_WORK TO BE COMPLETED_: Your task is to show every line in the listing below that includes "using".
[RECORDS SHOWN Boundary: Start]
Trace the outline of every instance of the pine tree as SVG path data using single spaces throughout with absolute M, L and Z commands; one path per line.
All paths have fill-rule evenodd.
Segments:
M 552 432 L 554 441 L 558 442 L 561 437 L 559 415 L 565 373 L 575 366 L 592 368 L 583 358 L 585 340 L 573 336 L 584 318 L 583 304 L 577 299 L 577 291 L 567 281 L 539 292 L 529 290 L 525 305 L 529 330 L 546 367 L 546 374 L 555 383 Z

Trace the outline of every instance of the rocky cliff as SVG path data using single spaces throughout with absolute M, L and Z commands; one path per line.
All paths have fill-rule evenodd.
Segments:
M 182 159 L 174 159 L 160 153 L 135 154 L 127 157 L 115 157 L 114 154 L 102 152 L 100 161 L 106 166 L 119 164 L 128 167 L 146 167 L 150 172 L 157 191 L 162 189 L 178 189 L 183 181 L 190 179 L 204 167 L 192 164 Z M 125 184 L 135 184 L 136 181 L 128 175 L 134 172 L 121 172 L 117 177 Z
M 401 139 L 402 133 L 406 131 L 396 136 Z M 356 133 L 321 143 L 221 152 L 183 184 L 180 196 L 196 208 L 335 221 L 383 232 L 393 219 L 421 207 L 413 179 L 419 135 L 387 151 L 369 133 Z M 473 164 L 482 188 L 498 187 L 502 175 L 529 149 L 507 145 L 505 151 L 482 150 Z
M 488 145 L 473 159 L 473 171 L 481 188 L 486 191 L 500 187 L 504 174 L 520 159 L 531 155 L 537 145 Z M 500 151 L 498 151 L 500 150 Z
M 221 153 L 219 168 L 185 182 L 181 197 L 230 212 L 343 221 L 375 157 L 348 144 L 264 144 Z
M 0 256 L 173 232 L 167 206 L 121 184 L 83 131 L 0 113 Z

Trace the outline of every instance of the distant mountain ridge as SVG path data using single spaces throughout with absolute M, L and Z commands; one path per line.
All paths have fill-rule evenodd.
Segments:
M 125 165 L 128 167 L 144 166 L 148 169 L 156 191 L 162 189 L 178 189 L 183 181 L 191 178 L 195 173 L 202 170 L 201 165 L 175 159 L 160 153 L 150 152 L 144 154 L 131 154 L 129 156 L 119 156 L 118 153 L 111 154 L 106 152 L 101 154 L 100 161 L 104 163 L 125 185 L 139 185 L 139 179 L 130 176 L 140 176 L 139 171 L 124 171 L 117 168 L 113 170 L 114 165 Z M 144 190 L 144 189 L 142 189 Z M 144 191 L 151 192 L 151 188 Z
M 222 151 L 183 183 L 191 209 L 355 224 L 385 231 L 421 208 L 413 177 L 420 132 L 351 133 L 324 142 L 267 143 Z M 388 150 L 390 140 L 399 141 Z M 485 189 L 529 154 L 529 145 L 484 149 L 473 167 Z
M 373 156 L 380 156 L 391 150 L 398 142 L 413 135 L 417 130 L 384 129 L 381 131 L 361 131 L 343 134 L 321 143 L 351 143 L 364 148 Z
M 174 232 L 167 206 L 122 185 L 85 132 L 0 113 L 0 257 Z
[RECORDS SHOWN Boundary: End]
_TASK RESPONSE_:
Trace the outline of every instance of the pine tree as SVG path data using single spaces throughout with absolute M, L and Z commands; one path per line.
Trace the outline of every instance of the rocky cliff as SVG path data using single spaces throughout with absolute M, L and Z commands; one path per line.
Trace the outline of every instance of the distant mountain ridge as SVG path data using single spaces throughout with absolute M, L and Z commands; one path per line.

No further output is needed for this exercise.